Word for word, set down every line of the entries below from the line with "negative clicks: (610, 676) (585, 641)" to the line with "659L612 675L615 682L623", including both, and no other line.
[RECORDS Boundary: Start]
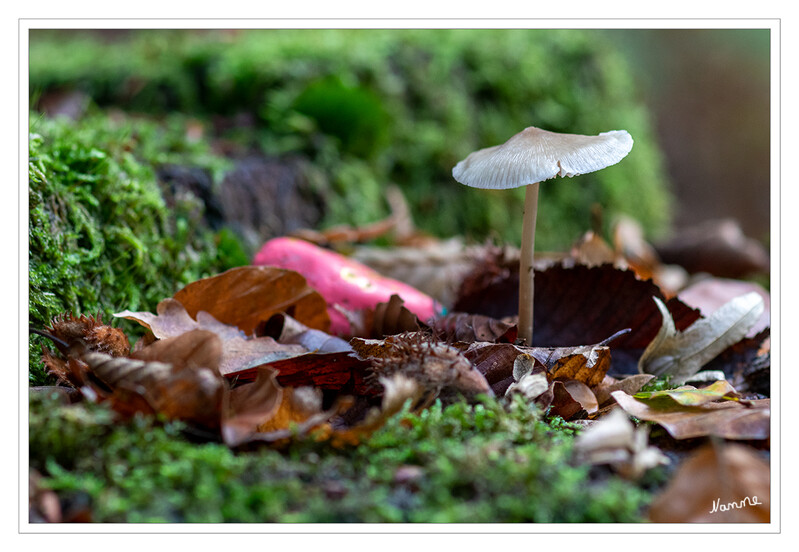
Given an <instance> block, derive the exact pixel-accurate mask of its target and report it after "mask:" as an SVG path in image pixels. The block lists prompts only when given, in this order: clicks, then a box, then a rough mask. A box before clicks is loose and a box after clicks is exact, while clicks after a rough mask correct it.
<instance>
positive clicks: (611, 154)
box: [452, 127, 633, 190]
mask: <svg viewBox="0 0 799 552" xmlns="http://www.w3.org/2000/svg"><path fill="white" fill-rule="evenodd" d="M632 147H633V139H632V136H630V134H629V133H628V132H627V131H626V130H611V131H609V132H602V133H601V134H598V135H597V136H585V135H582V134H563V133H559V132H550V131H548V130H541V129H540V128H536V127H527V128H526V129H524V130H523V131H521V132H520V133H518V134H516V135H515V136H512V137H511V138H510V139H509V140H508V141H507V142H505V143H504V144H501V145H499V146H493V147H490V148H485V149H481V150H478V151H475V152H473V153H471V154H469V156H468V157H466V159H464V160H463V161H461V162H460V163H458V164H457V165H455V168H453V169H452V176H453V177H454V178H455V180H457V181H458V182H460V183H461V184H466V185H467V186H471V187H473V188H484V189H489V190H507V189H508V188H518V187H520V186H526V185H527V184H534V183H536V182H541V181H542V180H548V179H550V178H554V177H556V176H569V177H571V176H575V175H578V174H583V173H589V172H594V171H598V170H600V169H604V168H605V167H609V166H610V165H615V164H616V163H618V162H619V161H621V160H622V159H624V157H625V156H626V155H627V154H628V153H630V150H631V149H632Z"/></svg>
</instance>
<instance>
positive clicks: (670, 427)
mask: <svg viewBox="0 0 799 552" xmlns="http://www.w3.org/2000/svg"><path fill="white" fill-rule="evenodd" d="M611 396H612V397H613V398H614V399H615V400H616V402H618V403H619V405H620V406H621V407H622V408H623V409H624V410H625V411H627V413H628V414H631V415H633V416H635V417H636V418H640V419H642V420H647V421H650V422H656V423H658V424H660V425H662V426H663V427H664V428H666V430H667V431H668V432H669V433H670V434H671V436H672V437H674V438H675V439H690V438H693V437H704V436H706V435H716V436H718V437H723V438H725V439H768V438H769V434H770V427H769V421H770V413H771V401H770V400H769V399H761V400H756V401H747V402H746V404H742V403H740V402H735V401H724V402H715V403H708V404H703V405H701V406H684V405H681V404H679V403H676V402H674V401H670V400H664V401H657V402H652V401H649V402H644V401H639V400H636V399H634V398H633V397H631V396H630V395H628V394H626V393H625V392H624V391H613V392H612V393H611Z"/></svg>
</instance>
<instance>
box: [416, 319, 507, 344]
[RECORDS Boundary: End]
[RECORDS Boundary: Start]
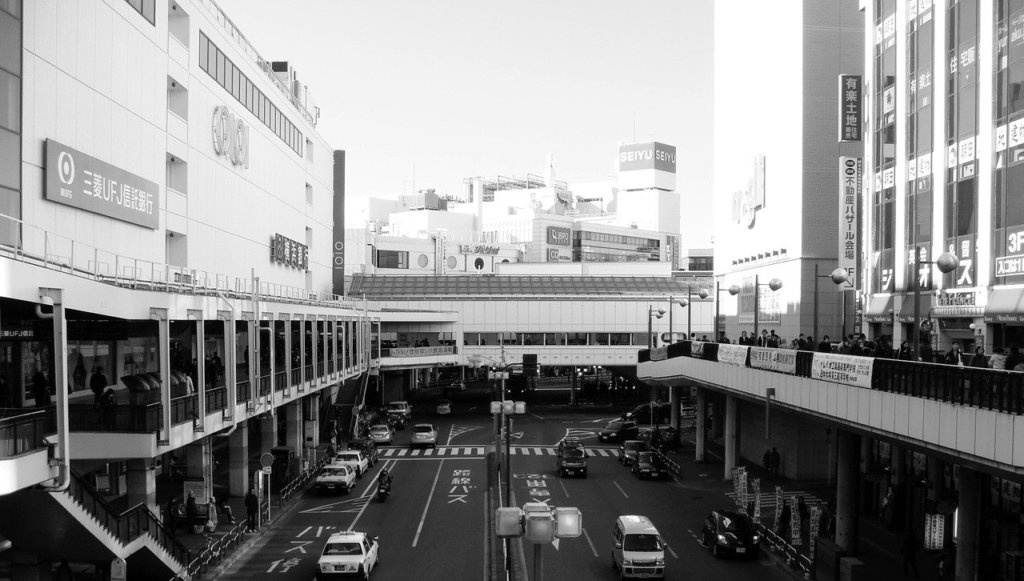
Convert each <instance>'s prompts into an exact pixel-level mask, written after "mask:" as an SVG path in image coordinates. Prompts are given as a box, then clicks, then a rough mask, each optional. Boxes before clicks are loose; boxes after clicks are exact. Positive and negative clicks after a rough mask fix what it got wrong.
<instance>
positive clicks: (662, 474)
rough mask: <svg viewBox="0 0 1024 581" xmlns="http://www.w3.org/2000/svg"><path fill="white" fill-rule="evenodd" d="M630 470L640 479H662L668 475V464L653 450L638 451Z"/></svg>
[RECORDS Boundary: End]
[RECORDS Boundary: Start]
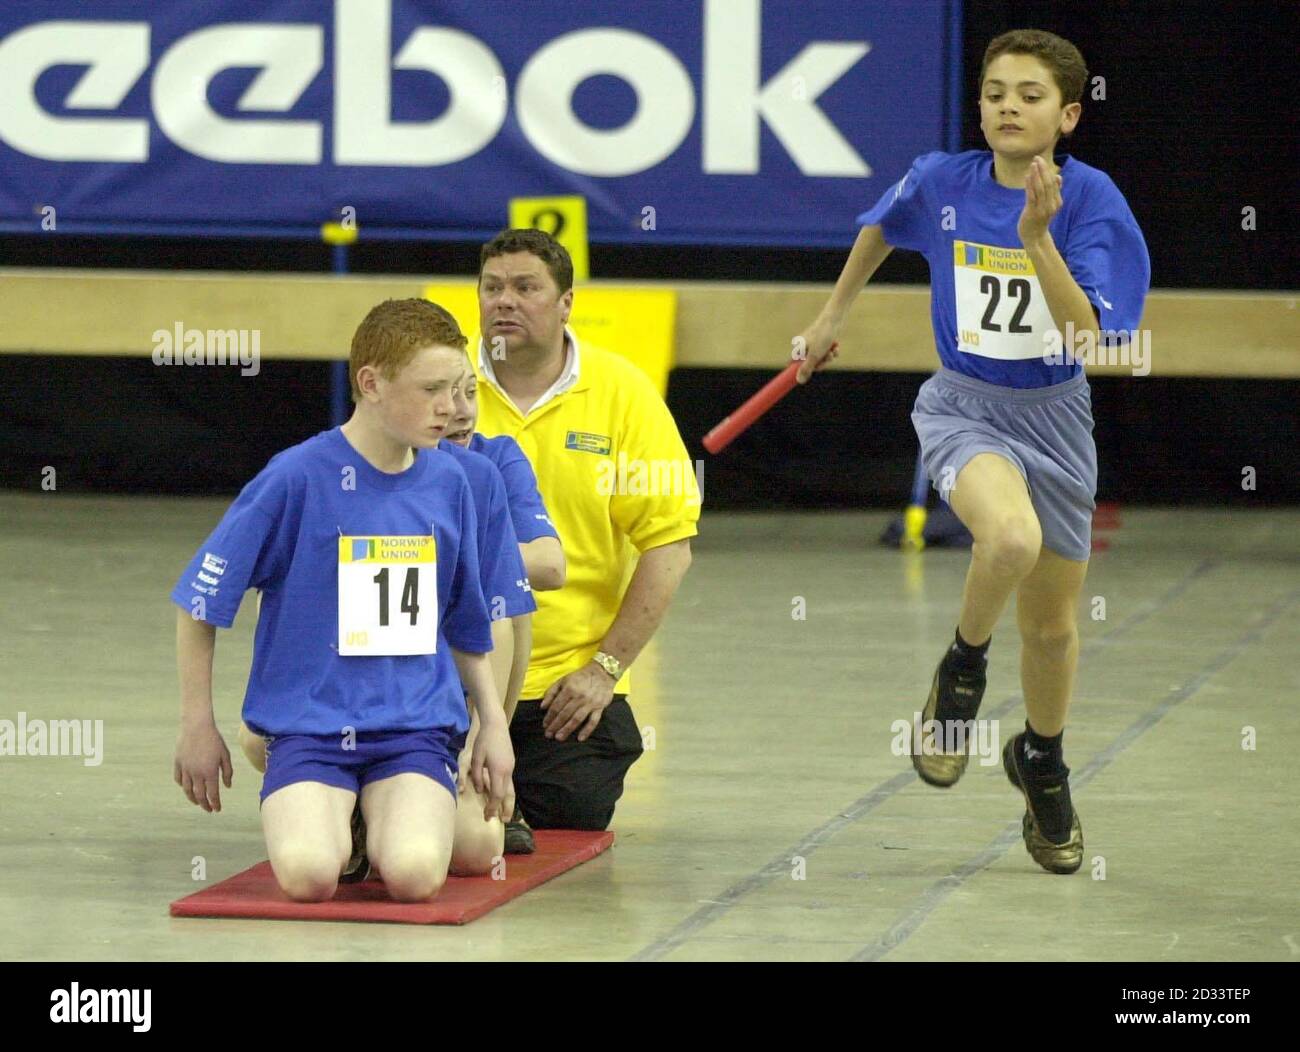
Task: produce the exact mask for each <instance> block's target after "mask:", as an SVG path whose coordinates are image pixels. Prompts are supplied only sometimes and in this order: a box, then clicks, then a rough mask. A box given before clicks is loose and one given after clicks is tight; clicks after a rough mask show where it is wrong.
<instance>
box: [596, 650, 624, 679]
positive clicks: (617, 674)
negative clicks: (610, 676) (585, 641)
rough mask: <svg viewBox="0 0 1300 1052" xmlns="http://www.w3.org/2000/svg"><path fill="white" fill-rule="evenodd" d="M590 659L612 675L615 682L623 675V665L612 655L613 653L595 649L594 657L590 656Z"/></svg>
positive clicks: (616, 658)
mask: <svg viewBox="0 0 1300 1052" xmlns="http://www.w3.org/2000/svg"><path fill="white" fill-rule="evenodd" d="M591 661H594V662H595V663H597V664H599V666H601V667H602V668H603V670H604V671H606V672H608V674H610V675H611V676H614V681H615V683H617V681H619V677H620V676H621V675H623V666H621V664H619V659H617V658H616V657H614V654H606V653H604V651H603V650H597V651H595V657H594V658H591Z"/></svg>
[RECORDS Boundary: End]
> **YOUR SOLUTION**:
negative clicks: (610, 676) (585, 641)
rough mask: <svg viewBox="0 0 1300 1052" xmlns="http://www.w3.org/2000/svg"><path fill="white" fill-rule="evenodd" d="M590 659L612 675L615 682L623 675V665L612 655L613 653L595 649L594 657L590 656Z"/></svg>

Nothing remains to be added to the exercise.